_The request_:
Reproduce every one of the rows below verbatim, leaving the pictures out.

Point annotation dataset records
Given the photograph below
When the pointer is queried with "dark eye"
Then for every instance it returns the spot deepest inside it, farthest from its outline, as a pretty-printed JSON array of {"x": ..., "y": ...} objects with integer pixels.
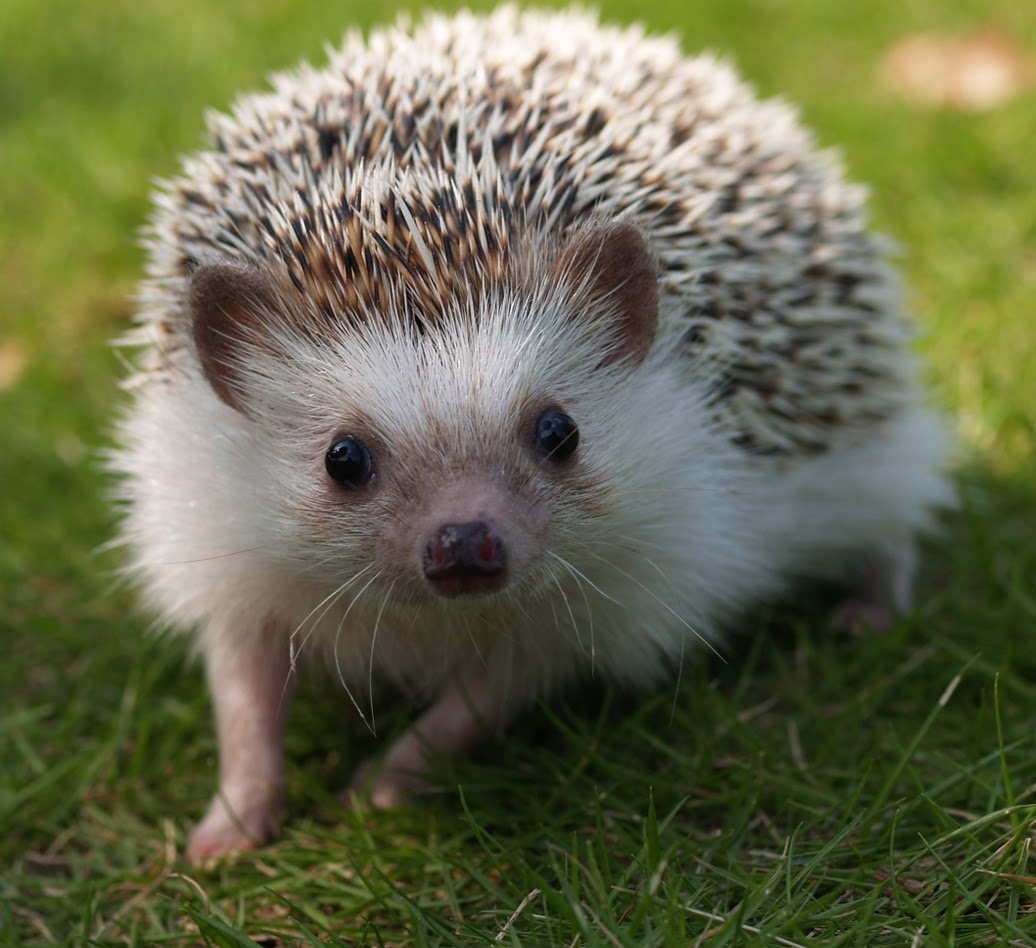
[
  {"x": 348, "y": 462},
  {"x": 556, "y": 435}
]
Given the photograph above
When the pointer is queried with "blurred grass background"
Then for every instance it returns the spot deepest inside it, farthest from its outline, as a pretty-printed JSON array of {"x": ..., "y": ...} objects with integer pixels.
[{"x": 793, "y": 787}]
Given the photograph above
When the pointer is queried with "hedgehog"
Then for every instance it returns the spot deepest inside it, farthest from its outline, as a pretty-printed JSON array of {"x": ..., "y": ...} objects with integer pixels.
[{"x": 500, "y": 353}]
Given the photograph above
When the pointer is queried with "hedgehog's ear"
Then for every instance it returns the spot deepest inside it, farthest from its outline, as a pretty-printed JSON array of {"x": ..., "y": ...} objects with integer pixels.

_The solution_:
Given the photograph below
When the pointer is queried with "dark eye"
Then for every instance it returns the spot deepest inside it, farthest from its outline, as a pretty-printed JSON array of {"x": ..., "y": ...} objects with integer pixels.
[
  {"x": 348, "y": 462},
  {"x": 556, "y": 435}
]
Given the photograph above
When the pointer is queried with "blurred grass background"
Then for every instance it returns the spot deepest inside it, farthest from its outline, as a pretty-printed JSON array of {"x": ..., "y": ...} objects with integer pixels.
[{"x": 793, "y": 787}]
Given the photograph above
When the pointer is queried with "hedgehog"
Then for every instance it returns the spot deepest inside it, farthest from its outline, as a pretty-printed JSON array of {"x": ..., "y": ...} objects with integer pixels.
[{"x": 500, "y": 353}]
Given the photograph above
When the pointer is queried with "hedgehog's ear"
Then for every instance it returns the spot deepest inside it, farthest from its outline, as a pretty-printed JSON array of {"x": ..., "y": ...} objects with integer pixels.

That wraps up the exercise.